» THE TASK:
Copy out every line of the records below, word for word and in the same order.

» Point annotation dataset records:
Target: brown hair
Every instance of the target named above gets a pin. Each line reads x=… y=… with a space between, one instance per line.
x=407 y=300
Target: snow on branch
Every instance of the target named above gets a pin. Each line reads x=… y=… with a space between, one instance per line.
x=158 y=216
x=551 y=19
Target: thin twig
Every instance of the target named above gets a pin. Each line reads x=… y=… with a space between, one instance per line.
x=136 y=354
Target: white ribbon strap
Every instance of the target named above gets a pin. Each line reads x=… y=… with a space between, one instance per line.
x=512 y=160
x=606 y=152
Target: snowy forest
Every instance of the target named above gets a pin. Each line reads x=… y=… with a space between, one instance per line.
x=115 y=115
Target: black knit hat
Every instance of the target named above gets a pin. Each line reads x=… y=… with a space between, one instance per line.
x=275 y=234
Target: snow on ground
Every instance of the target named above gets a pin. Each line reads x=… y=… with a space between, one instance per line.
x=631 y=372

» ANSWER TO THE TASK:
Target: brown hair
Every instance of the target named above gets a pin. Each line reads x=… y=… with a space between, one instance per line.
x=407 y=300
Target: snow on branch
Every instance of the target named above gets a pin. Each line reads x=… y=… with a space between, one instance per line.
x=158 y=216
x=551 y=19
Target: thin twig
Every instance of the target named above gets a pin. Each line reads x=… y=… with a space between, one instance per line.
x=136 y=354
Target: white ribbon strap
Every instance of the target named above gets a pin. Each line reads x=… y=… with a space between, one instance per line.
x=512 y=160
x=606 y=152
Target: snowy forest
Every instance of the target named above gets a pin. Each line reads x=… y=… with a space between, one instance per line.
x=115 y=115
Target: black knit hat
Every instance of the target named above gets a pin. Each line reads x=… y=… with a space between, one instance per line.
x=275 y=234
Target: snow on ground
Every instance of the target named above gets a pin. Each line reads x=… y=… with a space between, one instance per line.
x=631 y=372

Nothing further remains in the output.